Exercise details: For this task, extract exactly the lines of the data below, from the line containing "cap --vertices whole-pixels" through the last one, with pictures left out.

--- begin ---

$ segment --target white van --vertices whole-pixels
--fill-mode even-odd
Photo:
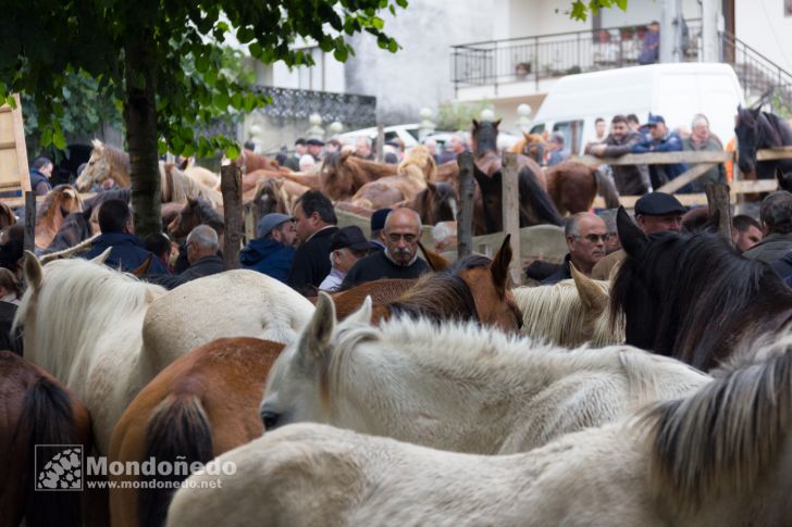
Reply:
[[[709,120],[709,129],[726,145],[734,135],[738,104],[743,90],[728,64],[678,63],[622,67],[568,75],[558,79],[542,102],[532,134],[560,131],[570,151],[583,153],[594,140],[594,121],[610,126],[614,115],[661,115],[670,130],[690,129],[697,113]]]

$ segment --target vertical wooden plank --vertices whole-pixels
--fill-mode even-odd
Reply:
[[[473,252],[473,154],[462,152],[459,165],[459,215],[457,216],[457,259]]]
[[[223,240],[223,265],[226,269],[239,267],[242,248],[242,171],[236,165],[220,168],[220,190],[223,193],[225,234]]]
[[[516,286],[522,284],[522,259],[520,258],[520,187],[518,184],[519,167],[517,154],[504,154],[503,174],[503,218],[504,234],[511,235],[511,251],[513,256],[509,264],[509,275]]]
[[[30,252],[34,252],[36,249],[36,192],[32,192],[30,190],[25,192],[24,247],[26,251]]]

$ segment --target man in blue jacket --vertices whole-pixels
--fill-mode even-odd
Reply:
[[[297,242],[297,230],[292,216],[273,212],[257,225],[258,238],[251,240],[239,254],[243,268],[258,271],[284,284],[292,267]]]
[[[94,246],[83,258],[90,260],[112,248],[104,261],[109,267],[132,272],[139,267],[151,255],[143,241],[134,235],[129,206],[121,200],[108,200],[99,209],[99,229],[101,235],[94,240]],[[169,274],[168,267],[157,256],[149,266],[149,273]]]
[[[666,120],[664,120],[661,115],[649,114],[649,120],[648,123],[646,123],[646,126],[649,130],[648,138],[633,145],[633,153],[682,151],[682,139],[680,139],[676,133],[668,130]],[[654,190],[659,189],[665,184],[688,170],[688,165],[684,163],[648,166],[649,177],[652,178],[652,188]],[[690,192],[690,187],[682,187],[682,189],[678,190],[678,192]]]

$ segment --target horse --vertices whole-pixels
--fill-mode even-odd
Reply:
[[[34,461],[39,444],[81,444],[89,452],[87,409],[50,374],[10,351],[0,351],[0,401],[2,525],[20,525],[23,517],[26,525],[82,525],[81,493],[34,490]],[[39,461],[44,467],[46,460]]]
[[[333,152],[322,161],[322,192],[333,201],[349,199],[367,183],[395,176],[397,172],[396,165],[356,158],[349,151]]]
[[[27,359],[71,389],[91,413],[97,450],[135,393],[156,374],[141,343],[144,315],[165,289],[95,261],[55,260],[44,267],[27,253],[28,288],[14,327],[24,327]],[[78,305],[79,309],[74,309]]]
[[[789,525],[791,406],[787,351],[522,454],[290,425],[216,460],[235,474],[193,475],[168,526]]]
[[[36,213],[36,247],[52,243],[63,219],[73,212],[83,211],[83,199],[71,185],[58,185],[47,193]]]
[[[570,268],[571,280],[511,290],[522,311],[522,334],[567,348],[623,342],[624,328],[609,324],[609,283],[592,280],[574,265]]]
[[[778,115],[763,112],[762,108],[738,106],[734,135],[738,141],[738,166],[750,177],[771,179],[777,172],[792,172],[792,160],[756,161],[756,151],[792,145],[792,129]]]
[[[225,221],[218,211],[203,198],[187,199],[176,217],[168,225],[168,234],[173,239],[183,239],[198,225],[209,225],[222,236],[225,230]]]
[[[708,233],[647,237],[620,208],[627,253],[610,289],[610,316],[623,317],[626,342],[704,371],[792,321],[792,291],[764,262]]]
[[[129,403],[113,429],[108,461],[143,463],[154,457],[206,464],[260,437],[258,405],[282,350],[281,343],[243,337],[213,340],[177,359]],[[174,490],[156,484],[187,476],[111,476],[111,525],[164,524]],[[140,479],[154,485],[122,488],[122,481]]]

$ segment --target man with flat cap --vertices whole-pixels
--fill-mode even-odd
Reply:
[[[682,230],[682,214],[688,212],[677,198],[666,192],[649,192],[635,202],[635,223],[641,230],[651,235]],[[598,261],[592,269],[591,277],[596,280],[607,280],[610,272],[624,260],[624,251],[612,252]]]

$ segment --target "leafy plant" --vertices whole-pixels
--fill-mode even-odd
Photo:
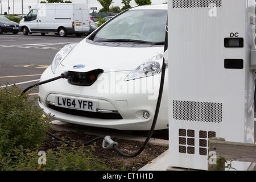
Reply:
[[[94,146],[85,150],[84,146],[77,147],[75,144],[69,147],[62,144],[56,150],[46,152],[46,164],[38,163],[39,148],[24,149],[22,146],[13,152],[0,155],[0,170],[22,171],[72,171],[110,170],[105,164],[92,154]]]
[[[22,90],[14,85],[0,90],[0,155],[22,145],[25,148],[46,138],[49,115],[35,105],[36,98],[20,96]]]
[[[131,7],[131,5],[130,5],[131,1],[131,0],[122,0],[122,3],[123,4],[123,6],[121,9],[121,11]]]
[[[113,0],[97,0],[102,6],[102,11],[108,13],[109,11],[109,7],[112,3]]]
[[[109,12],[119,13],[120,12],[120,7],[118,6],[112,6],[109,9]]]

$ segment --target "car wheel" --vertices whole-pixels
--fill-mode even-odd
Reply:
[[[24,27],[23,28],[23,35],[28,35],[28,28],[27,28],[27,27]]]
[[[60,28],[59,30],[59,35],[61,37],[65,37],[67,36],[67,31],[65,28]]]

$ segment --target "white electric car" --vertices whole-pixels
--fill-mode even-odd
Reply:
[[[39,104],[55,119],[122,130],[149,130],[163,61],[167,5],[123,11],[79,43],[66,45],[40,81]],[[168,128],[168,69],[155,130]]]

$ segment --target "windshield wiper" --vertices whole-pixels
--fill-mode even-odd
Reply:
[[[153,45],[163,45],[164,44],[164,42],[148,42],[144,40],[133,40],[133,39],[104,39],[98,40],[97,42],[134,42],[138,43],[142,43],[146,44],[153,44]]]

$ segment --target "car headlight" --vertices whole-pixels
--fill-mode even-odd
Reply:
[[[53,73],[55,73],[55,71],[60,64],[63,61],[65,57],[68,55],[76,44],[77,44],[77,43],[67,44],[63,47],[63,48],[56,54],[55,57],[54,57],[53,60],[51,64],[51,68],[52,68]]]
[[[153,76],[161,72],[163,55],[162,53],[143,62],[128,75],[125,81],[141,78]]]

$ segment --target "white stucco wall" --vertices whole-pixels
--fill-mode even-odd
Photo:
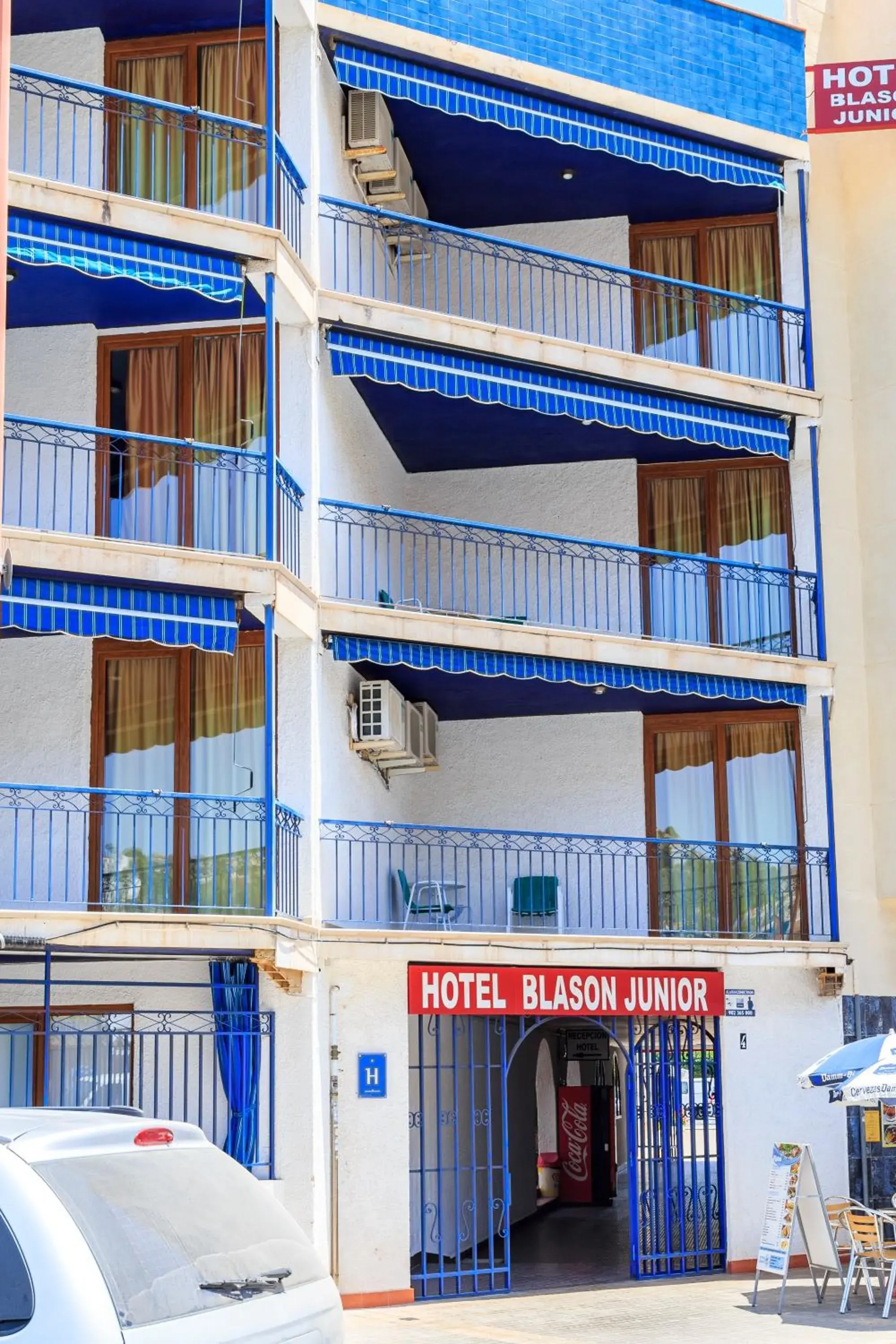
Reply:
[[[725,984],[755,989],[756,1016],[725,1017],[721,1034],[728,1261],[755,1261],[772,1144],[810,1144],[822,1193],[849,1192],[846,1110],[797,1086],[797,1074],[842,1040],[842,1003],[819,999],[813,970],[756,968],[750,957]]]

--- end ---

The result:
$ segment --target man with flat cap --vertices whole-pixels
--fill-mode even-odd
Reply:
[[[682,230],[682,214],[688,212],[677,198],[666,192],[649,192],[635,202],[635,223],[641,230],[651,235]],[[598,261],[592,269],[591,277],[596,280],[607,280],[610,272],[624,260],[624,251],[612,252]]]

$ segment --target "leafy plant" --vertices whole-pixels
--fill-mode even-odd
Photo:
Reply:
[[[94,146],[85,150],[84,146],[77,147],[75,144],[69,147],[62,144],[56,150],[46,152],[46,164],[38,163],[39,148],[24,149],[22,146],[13,152],[0,155],[0,170],[22,171],[72,171],[110,170],[105,164],[92,154]]]
[[[22,90],[14,85],[0,90],[0,155],[22,145],[25,148],[46,138],[49,115],[35,105],[36,98],[20,96]]]
[[[131,7],[131,5],[130,5],[131,1],[131,0],[122,0],[122,3],[123,4],[123,6],[121,9],[121,11]]]
[[[113,0],[97,0],[102,6],[102,11],[108,13],[109,11],[109,7],[112,3]]]
[[[109,12],[119,13],[120,12],[120,7],[118,6],[112,6],[109,9]]]

$ segment --target "car wheel" --vertices whole-pixels
--fill-mode even-odd
Reply:
[[[24,27],[23,28],[23,35],[28,35],[28,28],[27,28],[27,27]]]
[[[60,28],[59,30],[59,35],[61,37],[65,37],[67,36],[67,31],[65,28]]]

$ segment --target "white electric car" --vertices whole-pixels
--fill-mode even-odd
Reply:
[[[39,104],[55,119],[122,130],[149,130],[163,61],[167,5],[123,11],[79,43],[66,45],[40,81]],[[168,128],[168,69],[155,130]]]

$ segment --target "windshield wiper" --vertices whole-pixels
--fill-mode even-odd
Reply:
[[[153,45],[163,45],[164,44],[164,42],[148,42],[144,40],[133,40],[133,39],[104,39],[98,40],[97,42],[134,42],[138,43],[142,43],[146,44],[153,44]]]

$ segment --target "car headlight" --vertices whole-pixels
--fill-mode even-odd
Reply:
[[[53,73],[55,73],[55,71],[60,64],[63,61],[65,57],[68,55],[76,44],[77,44],[77,43],[67,44],[63,47],[63,48],[56,54],[55,57],[54,57],[53,60],[51,64],[51,68],[52,68]]]
[[[153,76],[161,72],[163,55],[162,53],[143,62],[128,75],[125,81],[141,78]]]

$ segment --target "white stucco wall" --vertices whole-pixels
--fill-mode even-odd
Photo:
Reply:
[[[725,984],[755,989],[756,1016],[725,1017],[721,1034],[728,1261],[755,1261],[772,1144],[810,1144],[822,1193],[849,1192],[846,1110],[797,1086],[797,1074],[842,1040],[842,1003],[819,999],[813,970],[756,968],[750,957]]]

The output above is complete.